***** Records shown

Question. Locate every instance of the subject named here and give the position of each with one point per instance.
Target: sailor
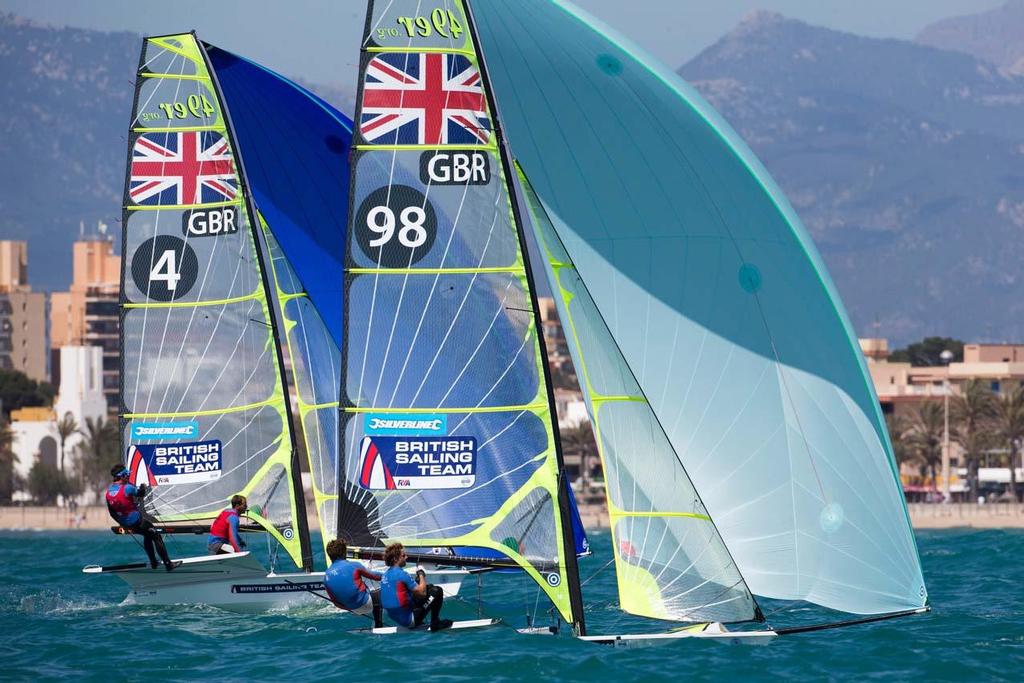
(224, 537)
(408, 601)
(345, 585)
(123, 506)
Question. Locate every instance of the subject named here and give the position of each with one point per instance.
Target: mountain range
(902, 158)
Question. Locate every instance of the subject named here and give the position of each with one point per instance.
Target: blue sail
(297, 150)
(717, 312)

**********

◆ **Your instructions**
Rewrite every item above, renaming "Target" to "Label" wherever it occurs and leaving everything else as it is. Leave the pictures out of your answer.

◆ **Expected answer**
Question. Locate every instance of the subject named here and give the position of each with one point per instance.
Label: sailor
(224, 537)
(408, 601)
(345, 585)
(123, 506)
Question. Locate every instance of the subject named here and give the position of each with one point per instance.
Label: mountain range
(902, 158)
Question. Locate every instance of the subject named here and give the position of each with one point per instance.
Label: blue sail
(297, 150)
(717, 312)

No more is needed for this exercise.